▸ Written problem
Put every line of the items below into a JSON list of strings, with one string per line and blank lines left out.

▸ Listed records
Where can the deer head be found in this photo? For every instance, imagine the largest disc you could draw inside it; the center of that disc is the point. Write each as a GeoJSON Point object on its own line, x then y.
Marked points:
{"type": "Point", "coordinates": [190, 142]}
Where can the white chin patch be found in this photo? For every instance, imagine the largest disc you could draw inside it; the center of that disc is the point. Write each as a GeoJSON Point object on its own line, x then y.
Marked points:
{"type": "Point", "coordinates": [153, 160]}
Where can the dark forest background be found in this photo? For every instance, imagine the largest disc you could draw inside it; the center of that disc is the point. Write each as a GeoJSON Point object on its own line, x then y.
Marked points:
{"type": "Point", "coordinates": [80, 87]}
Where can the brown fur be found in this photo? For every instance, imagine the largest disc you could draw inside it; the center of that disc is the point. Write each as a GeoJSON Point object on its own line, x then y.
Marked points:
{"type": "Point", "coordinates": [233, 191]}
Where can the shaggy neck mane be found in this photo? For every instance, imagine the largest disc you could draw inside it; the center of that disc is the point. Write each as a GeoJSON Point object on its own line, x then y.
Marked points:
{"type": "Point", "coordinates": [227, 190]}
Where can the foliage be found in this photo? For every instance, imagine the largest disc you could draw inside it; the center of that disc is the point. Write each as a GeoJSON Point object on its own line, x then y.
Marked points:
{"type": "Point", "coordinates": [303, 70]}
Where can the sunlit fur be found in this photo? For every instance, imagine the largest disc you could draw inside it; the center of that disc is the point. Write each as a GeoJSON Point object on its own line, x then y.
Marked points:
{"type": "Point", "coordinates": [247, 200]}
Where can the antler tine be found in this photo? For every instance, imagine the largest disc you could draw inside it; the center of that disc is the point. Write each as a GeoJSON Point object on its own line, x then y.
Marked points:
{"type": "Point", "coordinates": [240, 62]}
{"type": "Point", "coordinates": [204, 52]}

▸ Expected answer
[
  "Where can the deer head be found in this photo? For every instance, imagine the largest disc you could draw inside it; the center of that disc is the point. Write each as a GeoJSON Point object on its own line, x then y.",
  "Marked points:",
  "{\"type\": \"Point\", \"coordinates\": [190, 142]}",
  "Where can the white chin patch be found in this photo? For every instance, imagine the largest disc you could draw inside it; the center of that disc is the point. Write each as a GeoJSON Point object on its own line, x then y.",
  "Marked points:",
  "{\"type\": \"Point\", \"coordinates\": [153, 160]}",
  "Where can the dark forest background be found in this photo? For every instance, imagine the largest disc you could draw inside it; the center of that disc is the point. Write each as a GeoJSON Point object on its own line, x then y.",
  "Marked points:",
  "{\"type\": \"Point\", \"coordinates\": [80, 87]}",
  "Where can the brown fur be found in this photo? For every instance, imagine the largest disc you could draw inside it; the center of that disc is the point. Write each as a GeoJSON Point object on its own line, x then y.",
  "Marked points:",
  "{\"type\": \"Point\", \"coordinates\": [233, 191]}",
  "Where can the shaggy neck mane be found in this photo? For every instance, imagine the largest disc you could draw inside it; the center of that disc is the point. Write each as a GeoJSON Point object on its own line, x then y.",
  "Marked points:",
  "{\"type\": \"Point\", \"coordinates\": [227, 190]}",
  "Where can the foliage be found in this photo? For every instance, imagine the largest disc you could draw inside it; the center of that disc is the point. Write each as a GeoJSON Point object on its own line, x then y.",
  "Marked points:",
  "{\"type\": \"Point\", \"coordinates\": [303, 70]}",
  "Where can the sunlit fur be found in this photo? For every instance, imagine the largest disc you could draw inside it; the center of that disc is the point. Write each as a GeoJSON Point object on its own line, x then y.",
  "Marked points:",
  "{\"type\": \"Point\", \"coordinates\": [247, 200]}",
  "Where can the antler tine be found in this photo? For every instance, imagine the largest disc you could draw inside it; the center of that disc is the point. Write each as a GeoJSON Point object on its own line, x then y.",
  "Marked points:",
  "{\"type\": \"Point\", \"coordinates\": [240, 62]}",
  "{\"type\": \"Point\", \"coordinates\": [204, 52]}"
]